* **Items**
______
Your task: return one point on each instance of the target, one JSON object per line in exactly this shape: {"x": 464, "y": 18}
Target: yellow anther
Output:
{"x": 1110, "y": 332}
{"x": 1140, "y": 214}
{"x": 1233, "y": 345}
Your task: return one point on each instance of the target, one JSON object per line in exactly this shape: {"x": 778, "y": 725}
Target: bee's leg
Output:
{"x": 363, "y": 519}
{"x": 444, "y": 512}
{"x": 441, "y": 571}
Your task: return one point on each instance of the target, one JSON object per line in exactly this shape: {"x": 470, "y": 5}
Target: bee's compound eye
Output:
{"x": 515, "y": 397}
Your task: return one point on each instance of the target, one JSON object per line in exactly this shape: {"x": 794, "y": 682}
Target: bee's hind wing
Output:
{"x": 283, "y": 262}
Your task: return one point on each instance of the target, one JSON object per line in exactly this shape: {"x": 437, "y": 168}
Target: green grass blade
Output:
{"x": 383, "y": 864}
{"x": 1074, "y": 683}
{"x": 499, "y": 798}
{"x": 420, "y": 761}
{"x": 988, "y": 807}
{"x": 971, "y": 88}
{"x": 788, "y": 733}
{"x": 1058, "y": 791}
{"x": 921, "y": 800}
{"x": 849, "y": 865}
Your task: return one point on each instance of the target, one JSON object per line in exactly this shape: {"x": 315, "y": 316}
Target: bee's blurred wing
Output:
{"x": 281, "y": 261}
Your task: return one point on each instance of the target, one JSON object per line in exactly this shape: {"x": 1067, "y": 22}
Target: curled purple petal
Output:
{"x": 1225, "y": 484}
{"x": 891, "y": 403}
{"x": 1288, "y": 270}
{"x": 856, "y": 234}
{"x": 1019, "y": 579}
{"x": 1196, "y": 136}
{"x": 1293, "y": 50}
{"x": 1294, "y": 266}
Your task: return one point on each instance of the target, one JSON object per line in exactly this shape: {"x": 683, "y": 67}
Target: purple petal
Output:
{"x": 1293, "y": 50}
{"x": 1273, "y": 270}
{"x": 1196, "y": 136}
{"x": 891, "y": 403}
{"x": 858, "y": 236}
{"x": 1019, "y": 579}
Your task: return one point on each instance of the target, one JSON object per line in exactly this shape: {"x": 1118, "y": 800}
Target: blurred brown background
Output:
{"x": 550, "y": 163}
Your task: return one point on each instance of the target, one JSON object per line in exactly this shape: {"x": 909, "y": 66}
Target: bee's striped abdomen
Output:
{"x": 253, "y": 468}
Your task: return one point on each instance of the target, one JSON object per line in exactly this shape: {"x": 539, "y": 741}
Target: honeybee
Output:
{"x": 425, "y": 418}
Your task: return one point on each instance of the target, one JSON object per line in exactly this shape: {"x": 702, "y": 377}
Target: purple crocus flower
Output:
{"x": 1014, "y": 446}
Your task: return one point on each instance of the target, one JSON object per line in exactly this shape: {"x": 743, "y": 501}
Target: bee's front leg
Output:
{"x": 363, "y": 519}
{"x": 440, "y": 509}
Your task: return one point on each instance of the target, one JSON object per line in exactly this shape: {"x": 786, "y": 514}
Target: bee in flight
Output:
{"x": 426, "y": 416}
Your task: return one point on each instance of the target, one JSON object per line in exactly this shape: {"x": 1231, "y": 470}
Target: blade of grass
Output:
______
* **Challenge**
List each line of the records above that contains the word "grass", copying the lines in full.

* **The response**
Target: green grass blade
Target: blade of grass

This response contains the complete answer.